◆ Input data ◆
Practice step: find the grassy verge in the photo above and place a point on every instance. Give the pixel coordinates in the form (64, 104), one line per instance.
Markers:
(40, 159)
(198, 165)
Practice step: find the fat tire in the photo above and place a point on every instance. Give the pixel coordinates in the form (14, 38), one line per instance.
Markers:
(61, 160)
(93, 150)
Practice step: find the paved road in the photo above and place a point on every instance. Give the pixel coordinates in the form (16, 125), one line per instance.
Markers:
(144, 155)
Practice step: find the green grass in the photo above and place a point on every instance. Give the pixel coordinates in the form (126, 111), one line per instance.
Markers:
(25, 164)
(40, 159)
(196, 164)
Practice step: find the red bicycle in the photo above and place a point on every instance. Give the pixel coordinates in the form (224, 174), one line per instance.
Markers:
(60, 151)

◆ What you will do ◆
What is needed is an exact copy of the lines from the one containing "Practice step: find the green" to the end of the data; please add nothing else.

◆ Your response ◆
Practice step: find the green grass in the photo above and place a point on every instance. Give the pixel coordinates in the form (126, 111), one line per instance.
Markers:
(25, 164)
(40, 159)
(196, 164)
Practice step: find the red bicycle in the photo above and place a point on every instance. Give the pixel coordinates in the form (224, 174), one line per instance.
Markers:
(60, 151)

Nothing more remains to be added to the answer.